Would you repeat the entries beneath, with nothing changed?

Source records
★ ★ ★ ★ ★

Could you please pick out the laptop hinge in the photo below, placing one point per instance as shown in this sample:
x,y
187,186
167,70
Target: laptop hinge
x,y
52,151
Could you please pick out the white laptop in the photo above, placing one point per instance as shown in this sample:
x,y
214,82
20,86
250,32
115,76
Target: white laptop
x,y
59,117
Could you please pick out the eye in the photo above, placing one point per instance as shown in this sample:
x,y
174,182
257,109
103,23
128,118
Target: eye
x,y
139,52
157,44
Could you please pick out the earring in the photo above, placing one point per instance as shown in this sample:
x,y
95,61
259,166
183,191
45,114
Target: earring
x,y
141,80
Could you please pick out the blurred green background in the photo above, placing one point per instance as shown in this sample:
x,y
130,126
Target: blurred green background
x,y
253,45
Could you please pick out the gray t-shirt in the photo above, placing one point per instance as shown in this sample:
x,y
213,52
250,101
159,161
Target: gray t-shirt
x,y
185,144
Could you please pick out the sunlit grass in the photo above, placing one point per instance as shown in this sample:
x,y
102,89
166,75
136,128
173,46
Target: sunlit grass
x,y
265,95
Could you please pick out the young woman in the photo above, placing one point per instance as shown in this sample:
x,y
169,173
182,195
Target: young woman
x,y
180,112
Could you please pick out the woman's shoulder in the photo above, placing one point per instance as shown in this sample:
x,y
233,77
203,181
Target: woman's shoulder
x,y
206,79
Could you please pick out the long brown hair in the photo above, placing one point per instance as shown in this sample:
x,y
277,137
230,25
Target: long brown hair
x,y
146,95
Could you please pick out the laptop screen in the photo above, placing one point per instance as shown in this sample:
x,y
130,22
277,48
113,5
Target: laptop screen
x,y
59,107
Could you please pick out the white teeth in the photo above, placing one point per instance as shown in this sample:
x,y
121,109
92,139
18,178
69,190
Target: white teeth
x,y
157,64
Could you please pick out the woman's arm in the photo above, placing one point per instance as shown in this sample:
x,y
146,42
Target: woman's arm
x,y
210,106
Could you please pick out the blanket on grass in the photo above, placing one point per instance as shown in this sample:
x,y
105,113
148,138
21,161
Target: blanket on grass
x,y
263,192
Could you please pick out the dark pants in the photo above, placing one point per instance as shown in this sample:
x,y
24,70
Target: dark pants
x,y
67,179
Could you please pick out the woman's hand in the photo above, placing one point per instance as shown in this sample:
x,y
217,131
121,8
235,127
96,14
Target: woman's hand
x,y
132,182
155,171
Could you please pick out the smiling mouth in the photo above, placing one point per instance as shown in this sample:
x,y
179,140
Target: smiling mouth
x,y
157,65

★ ★ ★ ★ ★

Answer to the problem
Could you please pick out the laptop hinge in the photo below, placing one point per instance as shown in this sample:
x,y
187,186
167,70
Target: laptop hinge
x,y
52,151
Could you please pick out the white laptop in the photo above, placing one point per instance as shown in this sample:
x,y
214,82
20,86
250,32
115,76
Target: white laptop
x,y
59,117
Could you please pick out the eye in the photo above, placing one point per instance as shown in this sample:
x,y
174,182
257,109
103,23
128,118
Target: eye
x,y
139,52
157,44
Could you please pick out the earring in the photo above, placing one point per instance as shown in this sample:
x,y
95,61
259,166
183,191
45,114
Target: earring
x,y
141,80
Could you please pick out the blurred green background in the photo above, placing one point per instance as shown in this sample:
x,y
130,126
Target: blurred green background
x,y
253,45
Could you please pick out the gray t-shirt in the photo above, placing one point per instance as shown in this sample:
x,y
213,52
250,101
159,161
Target: gray t-shirt
x,y
185,144
Could you please pick out the sunlit grass in the photo above, placing one point per instance as shown in this sample:
x,y
102,89
166,75
136,128
173,46
Target: sunlit grass
x,y
265,95
Could you please pick out the young woman in the photo above, placing one point per instance as shown in this sample:
x,y
169,173
182,195
Target: young woman
x,y
180,112
Could you please pick out the woman's shoulder in the photo above, placing one point per instance as shown in this sample:
x,y
233,77
203,181
Target: woman's shoulder
x,y
206,79
Could you please pick out the long brown hair in the photo above, placing one point per instance as shown in this sample:
x,y
277,137
230,25
Target: long brown hair
x,y
146,95
Could you please pick out the laptop screen in the photo above, placing one point per instance as shown in this sample:
x,y
130,22
277,48
113,5
Target: laptop screen
x,y
59,107
Could you please pick out the white teeth in the photo above, placing one point per instance as shown in this sample:
x,y
121,109
92,139
18,178
69,190
Target: white teeth
x,y
157,64
Could you please pick out the woman's arm in the photo above, placing one point per instance as shown in this sample:
x,y
146,42
Target: woman's arm
x,y
210,106
Could you please pick out the blanket on grass in the photo above, placing one point per instance as shown in this sample:
x,y
105,113
148,138
21,161
Target: blanket on grass
x,y
263,192
Could you please pick out the dark pants in the photo above, placing one point per instance as shown in this sample:
x,y
24,70
Target: dark pants
x,y
67,179
Could you please pick out the woman's hand in the photo above, placing one point per instance as shown in this sample:
x,y
217,131
121,8
235,127
96,14
Target: woman's hand
x,y
132,182
155,171
Could you please pick out the smiling mouth in the photo above, placing one point per instance as shown in this sample:
x,y
179,140
Target: smiling mouth
x,y
157,65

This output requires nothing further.